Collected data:
━━━━

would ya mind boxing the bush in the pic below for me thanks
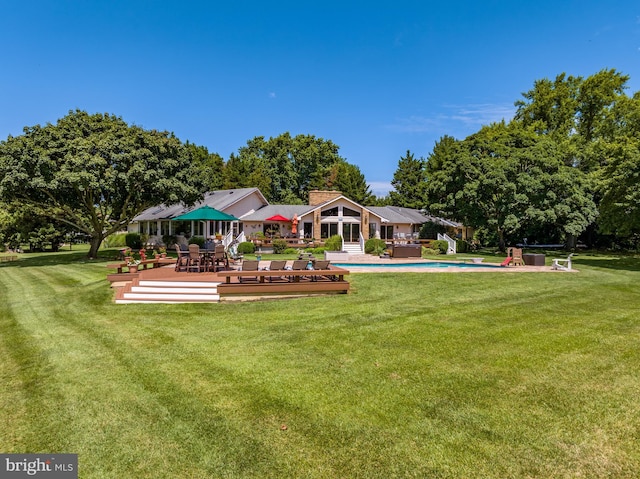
[272,238,287,254]
[432,240,449,254]
[365,238,386,254]
[283,248,298,255]
[162,234,178,248]
[324,234,343,251]
[419,221,447,239]
[309,247,327,256]
[456,239,469,253]
[104,232,128,248]
[125,233,142,250]
[422,247,440,256]
[188,236,205,247]
[237,241,255,254]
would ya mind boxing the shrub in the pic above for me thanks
[237,241,255,254]
[125,233,142,250]
[432,240,449,254]
[283,248,298,255]
[104,232,127,248]
[309,247,327,256]
[422,247,440,256]
[162,234,178,248]
[419,221,447,239]
[365,238,386,254]
[324,234,343,251]
[456,239,469,253]
[188,236,205,247]
[272,238,287,254]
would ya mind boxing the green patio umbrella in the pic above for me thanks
[172,205,238,222]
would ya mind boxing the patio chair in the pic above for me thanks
[174,244,189,272]
[266,260,288,282]
[238,259,260,283]
[213,244,228,271]
[507,247,524,266]
[552,253,574,271]
[288,259,311,282]
[188,244,203,272]
[309,259,336,281]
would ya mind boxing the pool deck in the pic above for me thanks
[337,254,567,273]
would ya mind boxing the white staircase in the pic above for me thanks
[342,242,363,254]
[116,280,221,304]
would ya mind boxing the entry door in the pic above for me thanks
[342,223,360,242]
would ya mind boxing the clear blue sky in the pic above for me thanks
[1,1,639,196]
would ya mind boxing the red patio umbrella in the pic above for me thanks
[265,214,290,222]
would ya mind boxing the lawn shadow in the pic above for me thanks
[0,249,116,269]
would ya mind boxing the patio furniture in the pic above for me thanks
[266,260,288,282]
[174,245,189,272]
[552,253,574,271]
[188,244,203,272]
[213,244,228,271]
[309,260,337,281]
[522,253,545,266]
[238,260,260,282]
[288,259,310,282]
[507,247,524,266]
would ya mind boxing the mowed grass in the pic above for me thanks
[1,249,639,478]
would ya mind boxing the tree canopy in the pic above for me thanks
[0,110,203,257]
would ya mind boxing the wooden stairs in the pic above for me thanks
[115,279,221,304]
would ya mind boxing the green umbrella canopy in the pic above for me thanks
[172,205,238,221]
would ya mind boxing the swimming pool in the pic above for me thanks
[333,262,500,269]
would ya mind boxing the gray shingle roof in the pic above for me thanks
[132,188,264,221]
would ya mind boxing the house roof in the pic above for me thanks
[241,204,311,221]
[133,188,265,221]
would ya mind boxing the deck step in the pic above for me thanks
[120,292,220,301]
[131,286,219,294]
[138,280,221,288]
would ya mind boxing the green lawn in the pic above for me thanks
[1,248,639,478]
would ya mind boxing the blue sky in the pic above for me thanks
[1,1,639,196]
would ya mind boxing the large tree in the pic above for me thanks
[0,110,202,258]
[388,150,427,209]
[426,123,597,250]
[226,132,370,204]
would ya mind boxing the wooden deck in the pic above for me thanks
[108,262,350,303]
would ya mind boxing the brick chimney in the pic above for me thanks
[308,190,342,206]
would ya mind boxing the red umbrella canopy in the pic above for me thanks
[265,214,290,222]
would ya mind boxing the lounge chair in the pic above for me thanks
[309,260,336,281]
[552,253,574,271]
[238,259,260,283]
[288,259,310,282]
[266,260,288,282]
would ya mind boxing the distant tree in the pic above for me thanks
[186,142,225,191]
[0,110,203,258]
[389,150,427,209]
[320,161,373,205]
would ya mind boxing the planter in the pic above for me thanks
[324,250,350,261]
[128,264,138,273]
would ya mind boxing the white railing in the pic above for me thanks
[438,233,457,254]
[359,232,365,254]
[223,230,234,249]
[236,230,246,244]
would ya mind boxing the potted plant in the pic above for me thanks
[127,256,140,273]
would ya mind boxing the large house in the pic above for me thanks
[130,188,463,254]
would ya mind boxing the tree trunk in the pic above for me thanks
[497,229,506,252]
[88,234,103,259]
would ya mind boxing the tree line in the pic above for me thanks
[1,69,639,256]
[0,111,372,257]
[389,69,640,250]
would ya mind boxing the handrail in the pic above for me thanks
[438,233,457,254]
[359,232,365,253]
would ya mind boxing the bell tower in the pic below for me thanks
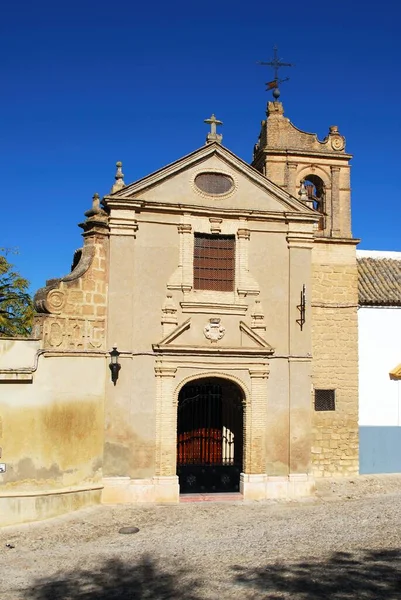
[252,100,353,239]
[253,50,359,481]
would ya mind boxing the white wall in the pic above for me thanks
[359,307,401,426]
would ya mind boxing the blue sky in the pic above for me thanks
[2,0,401,293]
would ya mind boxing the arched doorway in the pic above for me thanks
[177,377,244,494]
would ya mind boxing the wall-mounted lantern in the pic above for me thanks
[109,346,121,385]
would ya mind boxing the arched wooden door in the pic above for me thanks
[177,378,243,493]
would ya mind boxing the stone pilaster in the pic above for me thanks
[286,162,298,197]
[330,166,341,236]
[178,222,192,294]
[154,363,179,502]
[236,228,259,297]
[244,368,269,474]
[241,368,269,500]
[154,363,178,477]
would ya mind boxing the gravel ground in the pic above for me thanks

━━━━

__THE TASK__
The records must be copied with no word altered, and without their pictures.

__RESULT__
would ya mind boxing the bush in the pic below for me thanks
[272,238,287,254]
[432,240,449,254]
[365,238,386,254]
[283,248,298,255]
[162,234,178,248]
[324,234,343,251]
[419,221,447,239]
[309,247,327,256]
[456,239,469,253]
[104,232,128,248]
[125,233,142,250]
[422,247,440,256]
[188,236,205,247]
[237,241,255,254]
would ya mind boxing the shrub in the pic above for me thanks
[237,241,255,254]
[125,233,142,250]
[432,240,449,254]
[283,248,298,255]
[104,232,127,248]
[309,247,327,256]
[422,247,440,256]
[162,234,178,248]
[419,221,447,239]
[365,238,386,254]
[324,234,343,251]
[456,239,469,253]
[188,236,205,247]
[272,238,287,254]
would ya mind boxing the green patio umbrella in the pic above for me thanks
[172,205,238,222]
would ya mind boxing the patio chair in the pic above for me thanks
[174,244,189,272]
[266,260,288,282]
[238,259,260,283]
[213,244,228,271]
[507,247,524,266]
[552,253,574,271]
[288,259,311,282]
[188,244,203,272]
[309,259,336,281]
would ya mind boxing the pool deck in the pic above for me thanks
[337,254,567,273]
would ya mind boxing the white staircase in the pic above for me thanks
[342,242,363,254]
[116,280,221,304]
would ya mind boxing the entry door in the pic above for me thanks
[342,223,360,242]
would ya mind boxing the clear blue sky in the pic above for me thanks
[1,1,639,196]
would ya mind boxing the red patio umbrella in the pic above for me thanks
[265,214,290,222]
would ya mind boxing the lawn shadow in the pic above for me thanks
[0,249,116,269]
would ya mind boxing the patio furniture in the pic above for me thanks
[266,260,288,282]
[174,245,189,272]
[552,253,574,271]
[188,244,203,272]
[213,244,228,271]
[309,260,337,281]
[522,253,545,266]
[238,260,260,282]
[288,259,310,282]
[507,247,524,266]
would ya mind boxing the mowed grass in the pic above for me thanks
[1,249,639,478]
would ya mind boxing the tree canopy in the pic above for me thanks
[0,110,203,257]
would ya mind boxing the wooden stairs in the pic above for me thanks
[115,279,221,304]
would ya mind boxing the green umbrella canopy in the pic above for me thanks
[172,205,238,221]
would ya mind boxing the swimming pool in the pic above for me thanks
[333,262,500,269]
would ya mind boxing the gray shingle roof in the pic above for me thanks
[132,188,264,221]
would ya mind boxing the house roof in the pic above for me thanks
[241,204,311,221]
[133,188,265,221]
would ya mind boxing the deck step in the pic above for me thanks
[120,292,220,301]
[131,286,219,294]
[138,280,221,288]
would ya mind boxing the green lawn in the pic above for me thanks
[1,248,639,478]
would ya mind boxing the blue sky in the pic above for me thanks
[1,1,639,196]
would ya mind boxing the large tree in the pic above for me thanks
[0,110,202,258]
[388,150,427,209]
[426,123,597,250]
[226,132,370,204]
would ya mind boxing the wooden deck in the pic above for me thanks
[108,262,350,303]
would ya mind boxing the brick chimney in the pic above for me thanks
[308,190,342,206]
would ya mind boxing the red umbrella canopy in the pic above for me thanks
[265,214,290,222]
would ya mind boxing the lounge chair in the pic above for me thanks
[309,260,336,281]
[552,253,574,271]
[238,259,260,283]
[288,259,310,282]
[266,260,288,282]
would ya mind boxing the distant tree in the pic above for me thanks
[186,142,225,191]
[0,110,203,258]
[389,150,427,209]
[320,161,373,205]
would ya mind boxing the planter in the pic above for me thanks
[324,250,350,261]
[128,264,138,273]
would ya mind boxing the white railing in the pic above for me thanks
[438,233,457,254]
[359,232,365,254]
[223,230,234,249]
[236,230,246,244]
would ya mind boxing the potted plant in the pic above for me thanks
[127,256,140,273]
would ya mind boxing the large house in the pic above for me thanks
[130,188,463,254]
would ya mind boxing the tree trunk in the pic above for me thanks
[497,229,506,252]
[88,234,103,259]
would ya mind boxing the tree line in the pic above for me thanks
[1,69,639,256]
[0,111,372,257]
[389,69,640,250]
would ya mind boxing the handrail in the pic above for me thanks
[438,233,457,254]
[359,232,365,253]
would ya mind boxing the bell tower in the pic below for me thanks
[252,100,353,239]
[253,50,359,481]
would ya mind boxing the white wall in the pic above for me thanks
[359,307,401,426]
would ya mind boxing the blue sky in the pic above for me thanks
[2,0,401,293]
would ya mind boxing the arched doorway in the pic above for me thanks
[177,377,244,494]
would ya mind boxing the wall-mounted lantern in the pic above for me thanks
[109,346,121,385]
would ya mind boxing the arched wooden door in the pic above for me thanks
[177,378,243,493]
would ya mind boxing the stone pilaster in the pic above for me thanks
[286,162,298,197]
[330,166,341,236]
[178,222,192,294]
[154,363,179,502]
[236,228,259,297]
[244,368,269,474]
[241,368,269,500]
[154,363,178,477]
would ya mind boxing the gravel ground in the pic above for me thanks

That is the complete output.